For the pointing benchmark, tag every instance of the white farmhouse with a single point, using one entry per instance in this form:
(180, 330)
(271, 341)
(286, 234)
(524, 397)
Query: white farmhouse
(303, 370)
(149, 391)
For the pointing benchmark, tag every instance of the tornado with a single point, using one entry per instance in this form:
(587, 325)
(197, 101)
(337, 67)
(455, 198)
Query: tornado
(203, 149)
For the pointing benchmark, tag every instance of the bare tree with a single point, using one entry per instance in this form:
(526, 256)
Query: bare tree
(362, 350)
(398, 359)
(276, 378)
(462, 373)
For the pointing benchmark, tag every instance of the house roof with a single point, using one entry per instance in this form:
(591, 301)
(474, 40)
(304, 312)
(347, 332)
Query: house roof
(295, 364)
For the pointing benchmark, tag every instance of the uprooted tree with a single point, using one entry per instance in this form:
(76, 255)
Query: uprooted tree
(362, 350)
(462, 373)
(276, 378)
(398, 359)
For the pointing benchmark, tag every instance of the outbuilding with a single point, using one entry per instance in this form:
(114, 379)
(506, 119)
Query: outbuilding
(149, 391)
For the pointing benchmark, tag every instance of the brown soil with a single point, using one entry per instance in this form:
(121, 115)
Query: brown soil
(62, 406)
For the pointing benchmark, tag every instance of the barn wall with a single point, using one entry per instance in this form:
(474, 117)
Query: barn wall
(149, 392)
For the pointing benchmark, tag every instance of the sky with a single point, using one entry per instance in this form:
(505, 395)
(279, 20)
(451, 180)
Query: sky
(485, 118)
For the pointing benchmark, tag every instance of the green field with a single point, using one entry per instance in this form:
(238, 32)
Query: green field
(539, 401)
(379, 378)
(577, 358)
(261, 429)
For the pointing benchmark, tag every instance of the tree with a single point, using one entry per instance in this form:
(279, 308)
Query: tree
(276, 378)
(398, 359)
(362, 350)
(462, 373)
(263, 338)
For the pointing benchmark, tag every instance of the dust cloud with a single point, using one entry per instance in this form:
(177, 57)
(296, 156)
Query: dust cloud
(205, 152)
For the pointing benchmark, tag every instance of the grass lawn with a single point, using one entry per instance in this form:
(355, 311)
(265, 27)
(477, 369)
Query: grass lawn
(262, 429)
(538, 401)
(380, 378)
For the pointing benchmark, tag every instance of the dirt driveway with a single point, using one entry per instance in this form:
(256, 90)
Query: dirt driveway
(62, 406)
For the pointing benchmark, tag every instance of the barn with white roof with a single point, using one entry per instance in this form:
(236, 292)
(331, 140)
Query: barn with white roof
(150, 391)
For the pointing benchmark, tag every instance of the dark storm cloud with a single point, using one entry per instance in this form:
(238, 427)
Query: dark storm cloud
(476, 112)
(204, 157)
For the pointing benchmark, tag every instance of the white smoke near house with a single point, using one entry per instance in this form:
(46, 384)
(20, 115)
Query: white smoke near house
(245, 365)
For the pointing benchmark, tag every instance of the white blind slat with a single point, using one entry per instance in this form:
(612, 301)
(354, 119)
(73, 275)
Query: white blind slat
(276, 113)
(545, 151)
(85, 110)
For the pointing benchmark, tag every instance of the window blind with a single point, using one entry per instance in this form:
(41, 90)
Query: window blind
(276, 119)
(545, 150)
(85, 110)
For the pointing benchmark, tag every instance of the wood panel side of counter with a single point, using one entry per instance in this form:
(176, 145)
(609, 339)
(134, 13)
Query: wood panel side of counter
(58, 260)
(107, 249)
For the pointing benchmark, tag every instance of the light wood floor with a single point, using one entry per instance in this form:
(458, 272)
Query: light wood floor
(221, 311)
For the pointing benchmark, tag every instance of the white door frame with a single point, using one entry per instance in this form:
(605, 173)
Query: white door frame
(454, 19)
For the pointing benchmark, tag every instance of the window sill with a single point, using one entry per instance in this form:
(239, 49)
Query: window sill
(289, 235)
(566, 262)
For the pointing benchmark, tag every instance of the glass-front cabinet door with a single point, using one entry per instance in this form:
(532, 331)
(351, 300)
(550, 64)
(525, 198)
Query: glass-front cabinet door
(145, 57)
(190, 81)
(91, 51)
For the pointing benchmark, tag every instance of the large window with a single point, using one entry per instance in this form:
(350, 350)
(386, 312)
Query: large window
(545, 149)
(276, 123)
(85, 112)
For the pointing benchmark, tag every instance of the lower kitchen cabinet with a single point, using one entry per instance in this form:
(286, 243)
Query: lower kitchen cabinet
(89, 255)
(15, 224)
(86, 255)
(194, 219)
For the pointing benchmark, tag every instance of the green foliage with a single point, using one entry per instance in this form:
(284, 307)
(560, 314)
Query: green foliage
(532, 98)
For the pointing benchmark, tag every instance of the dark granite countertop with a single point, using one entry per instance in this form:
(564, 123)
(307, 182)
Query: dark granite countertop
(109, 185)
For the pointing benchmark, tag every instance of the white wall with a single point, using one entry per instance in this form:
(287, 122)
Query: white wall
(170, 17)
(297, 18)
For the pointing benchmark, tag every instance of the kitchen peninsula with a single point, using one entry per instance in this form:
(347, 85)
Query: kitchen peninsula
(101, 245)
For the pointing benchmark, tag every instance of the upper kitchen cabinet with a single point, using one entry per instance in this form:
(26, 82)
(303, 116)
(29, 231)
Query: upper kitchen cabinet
▬▬▬▬▬▬▬▬▬▬
Task instructions
Put every line of the data above into a JSON list of strings, one string per line, leaving out blank lines.

Right answer
[
  "For the pointing benchmark, tag every instance of the white farmhouse with a single point, using one entry per instance in this form:",
  "(180, 330)",
  "(271, 341)",
  "(286, 234)",
  "(524, 397)",
  "Query: white farmhouse",
  "(303, 370)",
  "(149, 391)",
  "For the pointing benchmark, tag every instance of the tornado with a single point, using one entry per instance in this form:",
  "(587, 325)",
  "(197, 101)",
  "(337, 67)",
  "(455, 198)",
  "Query: tornado",
  "(203, 149)",
  "For the pointing benchmark, tag every instance of the bare tree with a single point, using one entry per instance in this form:",
  "(526, 256)",
  "Query: bare tree",
  "(362, 350)",
  "(398, 359)",
  "(276, 378)",
  "(462, 373)",
  "For the pointing benchmark, tag every instance of the house roof with a single point, using one entry per instance in this form:",
  "(591, 301)",
  "(474, 40)",
  "(304, 312)",
  "(347, 332)",
  "Query: house roof",
  "(295, 364)",
  "For the pointing benchmark, tag every instance of the uprooted tree with a single point, using one entry per instance in this form:",
  "(76, 255)",
  "Query: uprooted tree",
  "(362, 350)",
  "(462, 373)",
  "(276, 378)",
  "(398, 359)",
  "For the pointing benchmark, tag every instance of the outbuilding with a single point, using one entry per instance in this form:",
  "(114, 379)",
  "(506, 119)",
  "Query: outbuilding",
  "(149, 391)",
  "For the pointing benchmark, tag every instance of the brown soil with a single point, using one entry per instance in this form:",
  "(121, 115)",
  "Query: brown soil",
  "(62, 406)",
  "For the pointing benchmark, tag every instance of the barn wall with a single point, using one entry per instance in this form:",
  "(474, 117)",
  "Query: barn wall",
  "(149, 392)",
  "For the pointing benchmark, tag every instance of the sky with a single point, using one entry per instance in this form:",
  "(505, 395)",
  "(279, 20)",
  "(451, 180)",
  "Query: sky",
  "(485, 118)",
  "For the pointing benchmark, tag every instance of the green field with a single point, using one entry per instance in this form:",
  "(238, 32)",
  "Query: green field",
  "(539, 401)",
  "(379, 378)",
  "(577, 358)",
  "(261, 429)",
  "For the pointing benchmark, tag every instance of the tree with a single point, using one entry per instance in this form:",
  "(279, 308)",
  "Query: tree",
  "(276, 378)",
  "(398, 359)",
  "(362, 350)",
  "(462, 373)",
  "(263, 338)",
  "For the pointing benchmark, tag every instance of the dust cloud with a single point, using one entry per instance in this form:",
  "(177, 57)",
  "(296, 156)",
  "Query: dust cloud",
  "(205, 152)",
  "For the pointing benchmark, tag every instance of the grass lawn with a single point, using one entry per instance in this form:",
  "(355, 311)",
  "(265, 27)",
  "(477, 369)",
  "Query: grass lawn",
  "(262, 429)",
  "(538, 401)",
  "(380, 378)",
  "For the pointing benchmark, tag every instance of the dirt driveway with a single point, using one entry per instance in this form:",
  "(256, 90)",
  "Query: dirt driveway",
  "(62, 406)",
  "For the pointing benchmark, tag every instance of the barn with white roof with a single point, using one entry per instance in this form:",
  "(236, 292)",
  "(331, 140)",
  "Query: barn with white roof",
  "(150, 391)",
  "For the pointing benchmark, tag every instance of the dark storm cloud with a single point, using one entry per instance in this form:",
  "(238, 427)",
  "Query: dark storm cloud",
  "(476, 112)",
  "(204, 157)",
  "For the pointing benchmark, tag every instance of the white smoke near house with a single point, using one entry per instance in this form:",
  "(46, 384)",
  "(20, 115)",
  "Query: white smoke near house",
  "(245, 365)",
  "For the pointing benchmark, tag every instance of the white blind slat with a single point, using one entry per instance in this form:",
  "(612, 301)",
  "(354, 119)",
  "(73, 275)",
  "Query: white blind slat",
  "(276, 113)",
  "(545, 151)",
  "(85, 110)",
  "For the pointing benchmark, tag every instance of the window blind with a single point, using one entry per instance in this form:",
  "(41, 90)",
  "Query: window blind",
  "(276, 119)",
  "(545, 150)",
  "(85, 110)",
  "For the pointing benchmark, tag every instance of the wood panel side of counter with a single point, using one entry per instance in this form:",
  "(176, 145)",
  "(609, 339)",
  "(134, 13)",
  "Query: wood panel side of counter",
  "(58, 260)",
  "(107, 249)",
  "For the pointing benchmark, tag every instance of the light wood floor with a single point, using one entry per instance in this form:",
  "(458, 272)",
  "Query: light wood floor",
  "(221, 311)",
  "For the pointing benchmark, tag every instance of the white door frame with a single point, using one entry per instance in this form:",
  "(605, 173)",
  "Query: white door frame",
  "(454, 19)",
  "For the pointing benchmark, tag every instance of the window sill with a single point, using one entry per instance in this form:",
  "(239, 49)",
  "Query: window sill",
  "(289, 235)",
  "(566, 262)",
  "For the pointing benchmark, tag every instance of the glass-front cabinet door with a single point, using one entry per instance in this form:",
  "(532, 331)",
  "(351, 300)",
  "(550, 64)",
  "(525, 198)",
  "Query: glass-front cabinet door",
  "(145, 57)",
  "(190, 81)",
  "(91, 51)",
  "For the pointing benchmark, tag every instance of the large window with a single point, using one entry per instance in this form:",
  "(350, 350)",
  "(386, 312)",
  "Query: large window",
  "(545, 149)",
  "(276, 123)",
  "(85, 112)",
  "For the pointing benchmark, tag every instance of the lower kitchen cabinet with a single point, using one entry per instance in this form:",
  "(286, 243)",
  "Query: lower kitchen cabinet",
  "(89, 255)",
  "(15, 224)",
  "(86, 255)",
  "(194, 219)",
  "For the pointing benchmark, tag every instance of the green foliage with a single point, using one entry per instance in this form:",
  "(284, 307)",
  "(560, 314)",
  "Query: green foliage",
  "(532, 98)",
  "For the pointing benchmark, tag every instance of the dark granite countertop with a single point, using one entry per instance in this form:",
  "(564, 123)",
  "(307, 182)",
  "Query: dark granite countertop",
  "(109, 185)",
  "For the pointing benchmark, tag every instance of the white wall with a single point, using one entry per instance in this form:",
  "(287, 122)",
  "Query: white wall",
  "(170, 17)",
  "(297, 18)",
  "For the pointing benchmark, tag every instance of the kitchen peninsula with a single point, using one entry per instance in this form:",
  "(347, 85)",
  "Query: kitchen peninsula",
  "(101, 245)",
  "For the pointing benchmark, tag every instance of the upper kitchen cabinet with a single point, using one entry per instance in this form:",
  "(26, 82)",
  "(303, 116)",
  "(29, 231)",
  "Query: upper kitchen cabinet"
]